** Prompt 1 **
In the letters on religion and cyber-bullying, whose Christian faith in the fight against slavery is praised?
** Prompt 2 **
Write out the stretch of the letters on religion and cyber-bullying from "Online abuse is" through "wanting to fit in.", swapping "pseudonyms" for "fake names".
** Prompt 3 **
Carry on the letters on religion and cyber-bullying from where they stop.

** Quoted passage **
+++

Jane Merrick (“Let children learn about all the ‘one true Gods’”, 24 October) implies that we can all be classified into three groups; religious, atheist or agnostic. There is surely another way.
We all recognise that there are powerful forces, both physical and spiritual, that we have no understanding of but are sensible to be in awe of.
God is a good name to use, well understood throughout history. If we recognise “God” but not the power of religions to own “it”, what is our classification?
East Dean, Hampshire
I wish the designers of a new programme in religious education good luck. It is almost impossible to find a definition of religion that encompasses the centuries-old rituals of a Benedictine abbey and the raucous processions that accompany statues believed to have miraculous powers.
We are dealing with a phenomenon, deeply rooted in all cultures, that takes myriad forms.
Nor is Christianity coherent. While we can applaud the Christian faith of William Wilberforce in his fight against slavery, he was opposed by many who believed, with textual backing, that the Bible enjoined slavery.
And how many teachers can give a coherent definition of the Trinity? It comes as a relief to know that five-year-olds are starting off with the easier questions such as “Where does the universe come from?” There are wonderful myths from across the world for them to play with before the scientists come along to tell them it is a little more complicated than that.
Beside religious education, a place should be found for the ethical teaching of the ancient Greeks who (with the Roman Stoics) gave us much of what we consider today to be Christian morality.
Consider Socrates’ answer, in Plato’s Republic, to the question “Why should I do good and not bad?” The answer is not easy. Socrates looks at the elements in the human mind and concludes that human wellbeing, full development and happiness are better assured by doing right and not wrong.
Some may consider that answer inadequate (I do not), but at least it provides a starting point for an important debate.
Ban anonymity to stop the cyber-bullies
Campaigners are right that to boycott websites is not enough to tackle the growing problem of cyber-bullying (“Cyber-bullying now just a part of life, most children believe”, 21 October) but “better education” is no straightforward solution either.
Online abuse is a spiteful form of cowardice and the most effective and simple way to tackle it would be to remove all anonymity on social networking and blog sites. Tormentors hide behind pseudonyms and don’t think twice about sending threatening and demeaning messages, but they will if they must face the consequences. If many of their posts were said face to face, they could be arrested for stalking, harassment or aggression.
People join social networks to keep in contact with friends and make new ones. When so many of someone’s peers are on a forum, it’s natural to want to take part, and many young people subjected to cyber-bullying will stay on the web just wanting to fit in.

+++

** Supplied records **
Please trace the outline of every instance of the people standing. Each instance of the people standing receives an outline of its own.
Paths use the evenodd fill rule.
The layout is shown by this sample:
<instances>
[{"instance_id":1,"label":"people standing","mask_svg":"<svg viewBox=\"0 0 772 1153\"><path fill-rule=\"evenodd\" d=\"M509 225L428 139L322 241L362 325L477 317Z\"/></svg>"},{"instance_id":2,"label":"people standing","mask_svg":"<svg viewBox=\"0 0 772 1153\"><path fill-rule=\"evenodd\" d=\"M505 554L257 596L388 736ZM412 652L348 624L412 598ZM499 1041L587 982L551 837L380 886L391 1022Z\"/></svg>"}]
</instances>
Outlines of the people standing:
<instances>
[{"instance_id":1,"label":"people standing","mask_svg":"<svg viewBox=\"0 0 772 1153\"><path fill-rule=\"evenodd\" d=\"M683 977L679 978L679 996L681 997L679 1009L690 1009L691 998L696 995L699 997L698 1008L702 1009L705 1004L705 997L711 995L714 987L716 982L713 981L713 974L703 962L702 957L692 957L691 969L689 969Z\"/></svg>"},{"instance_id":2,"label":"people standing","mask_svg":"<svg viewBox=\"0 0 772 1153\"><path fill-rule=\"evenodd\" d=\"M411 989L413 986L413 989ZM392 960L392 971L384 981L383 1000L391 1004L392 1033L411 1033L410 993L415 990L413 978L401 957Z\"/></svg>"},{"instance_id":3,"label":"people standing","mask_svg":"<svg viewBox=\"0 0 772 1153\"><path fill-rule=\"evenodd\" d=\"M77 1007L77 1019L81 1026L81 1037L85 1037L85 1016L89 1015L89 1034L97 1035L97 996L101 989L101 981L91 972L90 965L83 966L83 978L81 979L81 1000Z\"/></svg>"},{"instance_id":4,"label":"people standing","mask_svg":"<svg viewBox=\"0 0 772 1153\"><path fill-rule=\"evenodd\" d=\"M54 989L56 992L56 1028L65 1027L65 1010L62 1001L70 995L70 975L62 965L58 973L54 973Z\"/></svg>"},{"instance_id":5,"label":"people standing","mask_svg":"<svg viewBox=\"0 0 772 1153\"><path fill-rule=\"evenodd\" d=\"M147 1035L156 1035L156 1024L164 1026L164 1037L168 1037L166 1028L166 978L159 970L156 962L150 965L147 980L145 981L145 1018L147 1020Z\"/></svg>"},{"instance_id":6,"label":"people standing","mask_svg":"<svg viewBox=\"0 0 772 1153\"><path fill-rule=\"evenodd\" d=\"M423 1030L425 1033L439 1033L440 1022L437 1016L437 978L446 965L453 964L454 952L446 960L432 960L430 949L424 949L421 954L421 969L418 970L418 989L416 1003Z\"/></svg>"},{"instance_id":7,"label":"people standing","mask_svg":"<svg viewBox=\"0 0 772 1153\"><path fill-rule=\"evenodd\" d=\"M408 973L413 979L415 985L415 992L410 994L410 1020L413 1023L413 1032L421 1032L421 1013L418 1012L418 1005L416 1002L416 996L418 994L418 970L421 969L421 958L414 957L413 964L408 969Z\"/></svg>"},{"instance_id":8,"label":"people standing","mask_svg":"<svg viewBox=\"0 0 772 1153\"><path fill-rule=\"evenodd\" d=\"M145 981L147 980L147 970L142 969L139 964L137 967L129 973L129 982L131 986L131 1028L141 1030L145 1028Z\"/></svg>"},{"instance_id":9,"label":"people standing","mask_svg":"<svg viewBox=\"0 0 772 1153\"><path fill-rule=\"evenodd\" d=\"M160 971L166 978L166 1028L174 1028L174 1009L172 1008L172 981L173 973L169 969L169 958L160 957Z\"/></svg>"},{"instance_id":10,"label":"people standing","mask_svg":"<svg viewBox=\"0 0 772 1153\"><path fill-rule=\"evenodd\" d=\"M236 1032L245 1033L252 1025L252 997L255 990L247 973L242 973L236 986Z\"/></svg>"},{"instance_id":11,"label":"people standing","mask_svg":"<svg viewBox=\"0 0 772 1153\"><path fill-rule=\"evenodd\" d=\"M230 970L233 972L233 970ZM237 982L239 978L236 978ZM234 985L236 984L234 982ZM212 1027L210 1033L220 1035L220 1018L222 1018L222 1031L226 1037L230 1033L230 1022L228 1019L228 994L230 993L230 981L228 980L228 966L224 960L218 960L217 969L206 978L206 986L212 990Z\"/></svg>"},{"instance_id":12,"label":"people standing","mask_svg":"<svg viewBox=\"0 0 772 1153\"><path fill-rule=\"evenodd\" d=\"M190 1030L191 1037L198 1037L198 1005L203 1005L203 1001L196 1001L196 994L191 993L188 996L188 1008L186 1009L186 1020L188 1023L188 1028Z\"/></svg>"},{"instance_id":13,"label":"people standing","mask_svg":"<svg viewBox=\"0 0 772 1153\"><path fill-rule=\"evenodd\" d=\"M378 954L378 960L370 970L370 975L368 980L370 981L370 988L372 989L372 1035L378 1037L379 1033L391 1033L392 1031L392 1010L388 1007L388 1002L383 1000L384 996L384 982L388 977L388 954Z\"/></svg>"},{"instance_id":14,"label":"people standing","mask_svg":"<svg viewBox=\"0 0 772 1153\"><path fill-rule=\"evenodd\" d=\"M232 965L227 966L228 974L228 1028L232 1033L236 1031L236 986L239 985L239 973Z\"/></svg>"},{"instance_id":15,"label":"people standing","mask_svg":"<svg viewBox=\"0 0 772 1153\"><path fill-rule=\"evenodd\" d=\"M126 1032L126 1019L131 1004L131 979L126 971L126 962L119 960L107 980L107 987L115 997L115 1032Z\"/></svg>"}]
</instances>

+++

** Final answer 1 **
William Wilberforce's.

** Final answer 2 **
Online abuse is a spiteful form of cowardice and the most effective and simple way to tackle it would be to remove all anonymity on social networking and blog sites. Tormentors hide behind fake names and don’t think twice about sending threatening and demeaning messages, but they will if they must face the consequences. If many of their posts were said face to face, they could be arrested for stalking, harassment or aggression.
People join social networks to keep in contact with friends and make new ones. When so many of someone’s peers are on a forum, it’s natural to want to take part, and many young people subjected to cyber-bullying will stay on the web just wanting to fit in.

** Final answer 3 **
If it reaches a tragic point where someone can’t handle the emotional and mental anguish any more, that is not the victim’s fault or the family’s. It’s the fault of the bullies, and yet these people are being protected.
Why we banked on the Co-op
Sean O’Grady’s analysis of the meaning behind the Co-op Bank debacle (“Mutual – the magic word that doesn’t mean so much”, 23 October) misses the reason it has been such a cause of concern to many people.
He is right that the accountability of the Co-operative Group is shamefully complicated; reminiscent of the old-style trade unions in its clear intent to keep out all those not committed to “the right way of thinking”.
But the bank (and the few remaining mutuals, perhaps) was until recently a staid, unexciting bank not rushing into madcap get-rich-quick schemes – that was why so many of us kept our money there.
That senior executives should suddenly decide to play “me too” without properly counting the cost demonstrates why so many people feel something has been lost as the bank starts its inexorable progress towards being just like all the rest.
Sean O’Grady’s article has the effect of tarring the whole of the mutual sector with the difficulties faced by one institution by suggesting that building societies’ approach to customers was “not markedly different from the supposedly wicked main high street clearers” and that mutuality was “a demonstrable irrelevance so far as building societies were concerned”.
But independent research consistently shows customer views about the service they receive from their building society to be much more favourable than their views about the service they receive from their plc bank.
For example, 62 per cent of consumers, in a survey that the Building Societies Association commissioned from YouGov in September, said that they trust their mutual provider to act in their best interests. The equivalent figure for banks is 42 per cent.
And 66 per cent of consumers said their mutual provider gives them value for money, compared with 45 per cent saying the same of their bank.
The biggest financial scandal of the past decade has been the mis-selling of payment protection insurance – PPI. The latest data released by the independent Financial Ombudsman Service (FOS) shows that financial firms generally have a much higher “customer complaint uphold rate” at the Ombudsman than the building societies.
Typically, the FOS agreed with customers on 75 per cent of adjudicated PPI claims for all firms; the figure for building societies was well under 20 per cent.
Building societies exist to serve their customers – their owners. Banks exist to pay dividends to shareholders by making profits out of consumers. This major difference between the two types of organisations is fully reflected in the customer experience.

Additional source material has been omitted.